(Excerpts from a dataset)
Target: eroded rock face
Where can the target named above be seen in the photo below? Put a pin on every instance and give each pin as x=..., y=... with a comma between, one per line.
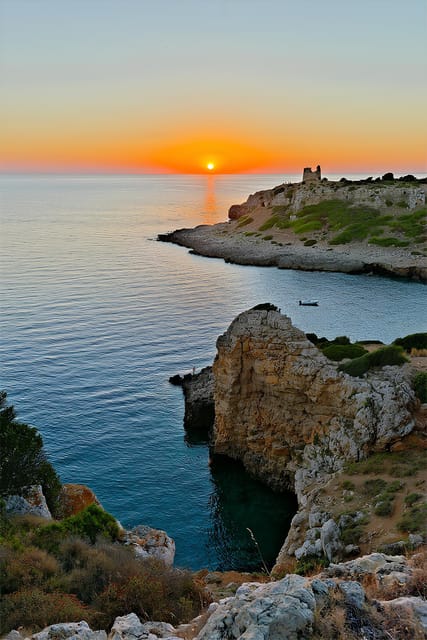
x=288, y=414
x=150, y=543
x=31, y=502
x=199, y=400
x=76, y=497
x=293, y=419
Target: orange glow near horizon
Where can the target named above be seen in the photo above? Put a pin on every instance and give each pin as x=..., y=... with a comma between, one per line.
x=60, y=151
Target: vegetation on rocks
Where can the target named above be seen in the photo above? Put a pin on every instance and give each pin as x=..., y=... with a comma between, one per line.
x=23, y=460
x=385, y=356
x=55, y=573
x=412, y=341
x=420, y=385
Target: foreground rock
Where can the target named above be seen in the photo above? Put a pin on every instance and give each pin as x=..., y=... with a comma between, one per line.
x=150, y=543
x=286, y=412
x=297, y=607
x=76, y=497
x=370, y=597
x=31, y=503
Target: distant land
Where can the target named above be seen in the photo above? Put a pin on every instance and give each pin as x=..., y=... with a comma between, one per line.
x=351, y=226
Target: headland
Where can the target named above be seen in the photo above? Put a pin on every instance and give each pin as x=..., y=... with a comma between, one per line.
x=357, y=227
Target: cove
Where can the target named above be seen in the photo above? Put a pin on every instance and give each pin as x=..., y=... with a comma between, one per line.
x=96, y=316
x=240, y=502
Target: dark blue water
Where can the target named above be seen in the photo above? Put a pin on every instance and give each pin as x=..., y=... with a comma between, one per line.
x=96, y=315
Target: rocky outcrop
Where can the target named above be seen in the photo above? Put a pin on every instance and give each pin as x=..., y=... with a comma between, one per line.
x=199, y=405
x=293, y=419
x=150, y=543
x=296, y=196
x=370, y=597
x=31, y=502
x=76, y=497
x=289, y=415
x=296, y=607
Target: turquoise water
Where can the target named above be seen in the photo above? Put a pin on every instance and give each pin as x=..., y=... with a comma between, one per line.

▸ What is being asked:
Provide the number of lines in the entries above on which the string "water" is found, and no other text.

▸ Response to the task:
2